*** Opening of Document text ***

In his quest to become the next commander-in-chief, Sen. Barack Obama isn’t exactly making an indelible impression.
The first-term junior senator for Illinois visited Afghanistan and Iraq recently, trying to get a feel for what’s really happening on the ground. It’s apparent he may still not get it.
Obama has continued to downplay and even dismiss the effects of the “surge” in stabilizing the fragile and brittle Iraqi nation.
Insurgent attacks are down. Al-Qaeda in Iraq has been reduced to ineffectiveness. The forces of cleric Moqtada al-Sadr have been marginalized. An AP news analysis showed that the surge has indeed brought the country back to an even keel and even pointed in the right direction.
Sen. Obama said that it was the political environment in Iraq that allowed that to happen. But that environment was secured and fostered by the surge he opposed in the first place and to this day will not credit.
There is also his decision not to visit wounded troops in Germany. Now, whether he decided nobly not to go because he thought it would be perceived as political in nature is in question. Cynics will argue that since he couldn’t drag along a fawning media to show him expressing his concern to the wounded troops, he opted to back out.
Army officials, according to the New York Times, told Obama the reporters and photographers would have to stay back, since they weren’t allowed into Landstuhl Regional Medical Center. Obama’s campaign had planned for an adviser to accompany the Democratic nominee in waiting, but the Army wouldn’t allow him in because he was a volunteer with the Obama campaign. So Obama skipped the visit entirely.

*** Close of Document text ***
*** Opening of Source data ***

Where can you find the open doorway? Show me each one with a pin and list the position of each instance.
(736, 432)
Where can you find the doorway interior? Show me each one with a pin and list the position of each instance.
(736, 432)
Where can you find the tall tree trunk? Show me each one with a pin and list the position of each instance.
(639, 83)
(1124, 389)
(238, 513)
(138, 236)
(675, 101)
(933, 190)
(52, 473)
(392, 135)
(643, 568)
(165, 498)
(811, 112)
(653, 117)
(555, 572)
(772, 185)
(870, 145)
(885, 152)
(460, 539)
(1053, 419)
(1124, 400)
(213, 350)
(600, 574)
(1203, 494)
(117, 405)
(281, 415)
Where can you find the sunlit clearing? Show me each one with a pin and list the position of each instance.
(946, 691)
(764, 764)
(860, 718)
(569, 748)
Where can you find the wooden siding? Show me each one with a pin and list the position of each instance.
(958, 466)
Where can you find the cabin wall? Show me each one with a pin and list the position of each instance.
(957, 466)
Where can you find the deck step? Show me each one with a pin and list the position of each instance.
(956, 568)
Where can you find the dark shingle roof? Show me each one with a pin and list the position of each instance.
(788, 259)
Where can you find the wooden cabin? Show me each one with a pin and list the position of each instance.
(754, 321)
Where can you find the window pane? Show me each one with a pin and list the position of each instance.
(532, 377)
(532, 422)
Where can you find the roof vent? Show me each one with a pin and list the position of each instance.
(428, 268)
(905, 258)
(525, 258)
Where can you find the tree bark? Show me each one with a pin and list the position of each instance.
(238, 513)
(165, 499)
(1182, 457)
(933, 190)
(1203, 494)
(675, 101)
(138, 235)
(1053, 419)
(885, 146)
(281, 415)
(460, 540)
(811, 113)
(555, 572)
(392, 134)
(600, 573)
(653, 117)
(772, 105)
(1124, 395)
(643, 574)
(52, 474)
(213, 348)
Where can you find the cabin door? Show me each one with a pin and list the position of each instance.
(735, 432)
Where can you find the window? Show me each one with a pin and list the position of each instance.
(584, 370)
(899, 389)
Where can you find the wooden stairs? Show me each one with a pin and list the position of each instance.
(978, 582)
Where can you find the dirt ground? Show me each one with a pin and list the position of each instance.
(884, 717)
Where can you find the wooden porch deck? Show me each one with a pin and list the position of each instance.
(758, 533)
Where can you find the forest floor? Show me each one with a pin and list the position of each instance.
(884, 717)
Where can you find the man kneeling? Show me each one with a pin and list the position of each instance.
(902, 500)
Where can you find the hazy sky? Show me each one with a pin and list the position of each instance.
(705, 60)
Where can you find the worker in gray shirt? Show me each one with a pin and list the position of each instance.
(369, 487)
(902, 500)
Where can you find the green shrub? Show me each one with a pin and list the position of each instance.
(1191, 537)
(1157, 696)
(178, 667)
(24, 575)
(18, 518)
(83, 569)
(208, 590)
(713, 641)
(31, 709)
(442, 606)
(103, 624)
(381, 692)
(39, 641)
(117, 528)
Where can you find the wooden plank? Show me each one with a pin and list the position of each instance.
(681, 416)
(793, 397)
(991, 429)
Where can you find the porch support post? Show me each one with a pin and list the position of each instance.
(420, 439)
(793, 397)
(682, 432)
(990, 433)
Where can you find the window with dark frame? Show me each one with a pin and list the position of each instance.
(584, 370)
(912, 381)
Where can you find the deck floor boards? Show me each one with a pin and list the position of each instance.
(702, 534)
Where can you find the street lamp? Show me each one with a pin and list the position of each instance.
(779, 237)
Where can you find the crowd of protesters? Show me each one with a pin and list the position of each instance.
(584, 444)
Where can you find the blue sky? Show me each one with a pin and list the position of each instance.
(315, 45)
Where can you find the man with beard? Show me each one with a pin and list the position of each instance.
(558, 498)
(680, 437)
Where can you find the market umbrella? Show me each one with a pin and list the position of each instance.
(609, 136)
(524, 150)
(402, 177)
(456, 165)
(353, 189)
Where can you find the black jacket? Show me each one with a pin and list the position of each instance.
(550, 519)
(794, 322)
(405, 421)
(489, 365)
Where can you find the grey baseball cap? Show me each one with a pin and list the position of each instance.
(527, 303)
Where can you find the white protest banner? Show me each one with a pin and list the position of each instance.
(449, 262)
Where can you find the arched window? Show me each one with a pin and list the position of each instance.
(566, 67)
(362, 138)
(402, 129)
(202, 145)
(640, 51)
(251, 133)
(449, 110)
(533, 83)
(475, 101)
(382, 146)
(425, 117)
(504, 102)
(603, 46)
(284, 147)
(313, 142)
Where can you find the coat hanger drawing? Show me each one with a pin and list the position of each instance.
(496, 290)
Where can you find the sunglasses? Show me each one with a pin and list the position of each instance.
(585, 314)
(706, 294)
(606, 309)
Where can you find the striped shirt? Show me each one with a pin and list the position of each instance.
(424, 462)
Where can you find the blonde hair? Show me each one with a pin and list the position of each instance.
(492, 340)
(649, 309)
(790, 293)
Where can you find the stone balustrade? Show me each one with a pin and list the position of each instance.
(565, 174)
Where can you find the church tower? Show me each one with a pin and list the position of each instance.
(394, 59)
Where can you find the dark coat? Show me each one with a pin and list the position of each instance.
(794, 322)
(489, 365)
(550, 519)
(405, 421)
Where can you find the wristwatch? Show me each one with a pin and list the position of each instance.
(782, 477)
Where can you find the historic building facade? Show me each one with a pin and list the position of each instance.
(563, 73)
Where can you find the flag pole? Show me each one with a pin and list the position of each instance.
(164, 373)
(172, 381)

*** Close of Source data ***

### Exercise goal
Rewrite the passage of the Obama commentary that opens with "Army officials, according" and closes with "the visit entirely.", replacing "adviser" with "aide".

### Answer space
Army officials, according to the New York Times, told Obama the reporters and photographers would have to stay back, since they weren’t allowed into Landstuhl Regional Medical Center. Obama’s campaign had planned for an aide to accompany the Democratic nominee in waiting, but the Army wouldn’t allow him in because he was a volunteer with the Obama campaign. So Obama skipped the visit entirely.